── Textauszug ──

Wenige Unternehmen beherrschen den Launch neuer Produkte so gut wie Apple. Das wurde erneut klar, als das Unternehmen aus Cupertino diesen Sommer „Apple Vision Pro“ präsentierte – ein Video zeigte im Raum schwebende App-Menüs, Websites, die die Nutzerin mit einfachen Handgesten in ihrem Wohnzimmer herumschiebt, Spiele, die ein neues Level von Immersion versprechen, und Filme, die fast das gesamte Blickfeld umspannen. „Mit Apple Vision Pro können Sie den perfekten Arbeitsbereich schaffen – egal, wo Sie sich befinden“, versprach eine Stimme in der Präsentation.

───
── Einträge ──

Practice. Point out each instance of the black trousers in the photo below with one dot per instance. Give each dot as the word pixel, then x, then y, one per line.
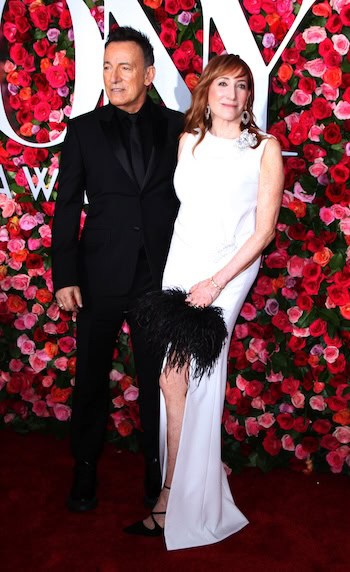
pixel 98 325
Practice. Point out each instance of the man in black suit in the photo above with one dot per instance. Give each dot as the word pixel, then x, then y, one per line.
pixel 124 156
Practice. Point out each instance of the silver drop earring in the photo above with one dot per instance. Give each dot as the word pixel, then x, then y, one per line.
pixel 245 117
pixel 207 113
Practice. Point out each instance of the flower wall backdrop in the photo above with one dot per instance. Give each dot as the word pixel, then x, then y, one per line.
pixel 288 388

───

## Aufgaben:
A. Beantworte diese Fragen zum Textauszug über Apple Vision Pro:
(i) Aus welchem Ort stammt das Unternehmen, das „Apple Vision Pro“ präsentierte?
(ii) Wann wurde „Apple Vision Pro“ vorgestellt?
(iii) Womit schiebt die Nutzerin im Video die Websites in ihrem Wohnzimmer herum?
B. Ändere einen Teil des Textauszugs über Apple Vision Pro: Beginne bei den Worten „Wenige Unternehmen beherrschen“, höre nach „in der Präsentation.“ auf und setze dabei „Arbeitszimmer“ anstelle von „Wohnzimmer“ ein.
C. Führe den Textauszug über Apple Vision Pro im Anschluss an seinen letzten Satz weiter.

## Lösungen:
A.
(i) Aus Cupertino.
(ii) Diesen Sommer.
(iii) Mit einfachen Handgesten.

B.
Wenige Unternehmen beherrschen den Launch neuer Produkte so gut wie Apple. Das wurde erneut klar, als das Unternehmen aus Cupertino diesen Sommer „Apple Vision Pro“ präsentierte – ein Video zeigte im Raum schwebende App-Menüs, Websites, die die Nutzerin mit einfachen Handgesten in ihrem Arbeitszimmer herumschiebt, Spiele, die ein neues Level von Immersion versprechen, und Filme, die fast das gesamte Blickfeld umspannen. „Mit Apple Vision Pro können Sie den perfekten Arbeitsbereich schaffen – egal, wo Sie sich befinden“, versprach eine Stimme in der Präsentation.

C.
Obwohl die Vorführung viel Beifall erhielt, sind die gezeigten Ideen nicht unbedingt neu. Bereits 2012 wurde Google Glass vorgestellt, eine Augmented-Reality-Brille von Google (Apple Vision Pro verfügt neben AR- auch über Virtual-Reality-Kapazitäten). Das Versprechen: Neben Point-of-View-Videoaufnahmen sollte Google Glass Fussgängern interessante Informationen zu Sehenswürdigkeiten, die sie passieren, oder Nachrichten direkt ins Blickfeld einblenden. Elf Jahre später ist es um Google Glass jedoch ziemlich ruhig geworden.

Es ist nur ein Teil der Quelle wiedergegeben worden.